— START Dataset rows —

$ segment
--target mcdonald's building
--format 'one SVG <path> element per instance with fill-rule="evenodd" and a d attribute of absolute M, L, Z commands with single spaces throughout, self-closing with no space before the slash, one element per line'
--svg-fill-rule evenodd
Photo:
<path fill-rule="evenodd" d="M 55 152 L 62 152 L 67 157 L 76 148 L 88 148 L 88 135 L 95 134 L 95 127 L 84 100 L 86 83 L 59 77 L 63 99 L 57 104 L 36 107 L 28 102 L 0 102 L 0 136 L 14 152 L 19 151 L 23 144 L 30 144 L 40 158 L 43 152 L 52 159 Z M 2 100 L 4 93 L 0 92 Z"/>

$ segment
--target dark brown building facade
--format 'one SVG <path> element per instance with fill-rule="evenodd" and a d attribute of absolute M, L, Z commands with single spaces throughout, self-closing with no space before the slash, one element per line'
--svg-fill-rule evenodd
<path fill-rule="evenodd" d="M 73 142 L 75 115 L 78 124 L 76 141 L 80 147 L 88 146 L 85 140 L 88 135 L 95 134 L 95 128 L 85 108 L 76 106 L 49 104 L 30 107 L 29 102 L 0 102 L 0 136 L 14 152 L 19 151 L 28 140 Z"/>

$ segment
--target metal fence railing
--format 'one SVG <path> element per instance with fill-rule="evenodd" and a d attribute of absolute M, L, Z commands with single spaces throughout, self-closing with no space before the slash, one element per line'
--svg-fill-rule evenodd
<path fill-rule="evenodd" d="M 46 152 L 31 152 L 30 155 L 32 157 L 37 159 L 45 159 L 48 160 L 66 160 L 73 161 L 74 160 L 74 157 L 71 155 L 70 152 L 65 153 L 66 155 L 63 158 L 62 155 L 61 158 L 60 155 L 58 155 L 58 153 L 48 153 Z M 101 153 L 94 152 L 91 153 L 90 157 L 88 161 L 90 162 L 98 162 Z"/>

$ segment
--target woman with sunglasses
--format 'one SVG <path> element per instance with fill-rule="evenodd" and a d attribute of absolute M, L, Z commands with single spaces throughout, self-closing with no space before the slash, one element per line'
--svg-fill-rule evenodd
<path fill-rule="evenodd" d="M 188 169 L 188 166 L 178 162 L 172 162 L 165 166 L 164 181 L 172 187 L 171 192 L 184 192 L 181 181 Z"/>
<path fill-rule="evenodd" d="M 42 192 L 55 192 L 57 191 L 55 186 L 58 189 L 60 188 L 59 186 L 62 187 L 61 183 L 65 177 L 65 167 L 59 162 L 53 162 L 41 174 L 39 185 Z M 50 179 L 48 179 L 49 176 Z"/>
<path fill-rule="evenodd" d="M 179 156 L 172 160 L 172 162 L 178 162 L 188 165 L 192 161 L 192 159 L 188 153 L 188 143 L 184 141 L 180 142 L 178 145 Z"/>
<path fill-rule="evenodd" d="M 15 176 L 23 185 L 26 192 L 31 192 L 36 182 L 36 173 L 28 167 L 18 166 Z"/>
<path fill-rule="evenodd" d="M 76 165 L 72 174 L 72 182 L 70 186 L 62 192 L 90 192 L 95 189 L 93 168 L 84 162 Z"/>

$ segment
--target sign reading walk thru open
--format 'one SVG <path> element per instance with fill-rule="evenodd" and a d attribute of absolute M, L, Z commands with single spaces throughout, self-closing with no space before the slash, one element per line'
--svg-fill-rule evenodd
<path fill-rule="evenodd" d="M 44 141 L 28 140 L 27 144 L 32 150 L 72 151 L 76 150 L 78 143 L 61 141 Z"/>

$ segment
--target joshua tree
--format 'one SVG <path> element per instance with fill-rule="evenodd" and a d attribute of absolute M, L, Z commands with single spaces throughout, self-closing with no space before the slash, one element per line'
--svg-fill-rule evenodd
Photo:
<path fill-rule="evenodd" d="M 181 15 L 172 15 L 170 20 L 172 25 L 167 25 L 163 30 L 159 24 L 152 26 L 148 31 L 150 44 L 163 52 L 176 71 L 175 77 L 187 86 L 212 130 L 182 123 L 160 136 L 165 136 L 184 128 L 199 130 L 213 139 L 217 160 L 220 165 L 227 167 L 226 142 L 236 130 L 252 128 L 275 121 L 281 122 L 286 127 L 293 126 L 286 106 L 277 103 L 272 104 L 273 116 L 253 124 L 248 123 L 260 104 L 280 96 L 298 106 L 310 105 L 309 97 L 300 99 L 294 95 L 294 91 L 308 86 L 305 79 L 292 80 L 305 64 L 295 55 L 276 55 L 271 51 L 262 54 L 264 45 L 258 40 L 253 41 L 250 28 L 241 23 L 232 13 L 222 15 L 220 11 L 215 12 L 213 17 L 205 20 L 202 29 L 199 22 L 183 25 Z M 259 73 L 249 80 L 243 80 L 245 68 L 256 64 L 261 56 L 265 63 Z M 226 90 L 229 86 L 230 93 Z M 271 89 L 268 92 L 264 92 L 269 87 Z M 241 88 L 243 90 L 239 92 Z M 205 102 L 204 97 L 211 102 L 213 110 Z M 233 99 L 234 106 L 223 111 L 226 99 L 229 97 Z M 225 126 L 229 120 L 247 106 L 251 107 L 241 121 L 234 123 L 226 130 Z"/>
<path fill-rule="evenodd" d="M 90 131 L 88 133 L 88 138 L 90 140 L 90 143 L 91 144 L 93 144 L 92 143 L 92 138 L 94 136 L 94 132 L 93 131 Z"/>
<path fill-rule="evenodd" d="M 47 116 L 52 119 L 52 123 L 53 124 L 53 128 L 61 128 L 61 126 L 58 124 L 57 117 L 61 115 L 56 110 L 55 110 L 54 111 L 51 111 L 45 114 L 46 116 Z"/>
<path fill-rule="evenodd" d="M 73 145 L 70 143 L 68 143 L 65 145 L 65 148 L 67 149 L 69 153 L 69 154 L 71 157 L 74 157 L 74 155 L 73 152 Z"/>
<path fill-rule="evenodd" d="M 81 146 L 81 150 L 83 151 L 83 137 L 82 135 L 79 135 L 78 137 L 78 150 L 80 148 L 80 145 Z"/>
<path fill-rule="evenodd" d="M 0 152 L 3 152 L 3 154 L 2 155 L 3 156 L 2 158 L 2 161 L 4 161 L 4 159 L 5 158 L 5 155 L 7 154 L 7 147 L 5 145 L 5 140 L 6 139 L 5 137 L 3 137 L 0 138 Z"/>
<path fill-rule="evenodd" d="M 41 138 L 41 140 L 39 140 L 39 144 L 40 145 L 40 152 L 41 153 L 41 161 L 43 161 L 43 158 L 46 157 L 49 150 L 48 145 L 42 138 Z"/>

— END Dataset rows —

Collect every line from the items above that contains the string "target", and list them in their original order.

--target mcdonald's building
--target dark brown building facade
--target metal fence railing
--target woman with sunglasses
--target sign reading walk thru open
--target joshua tree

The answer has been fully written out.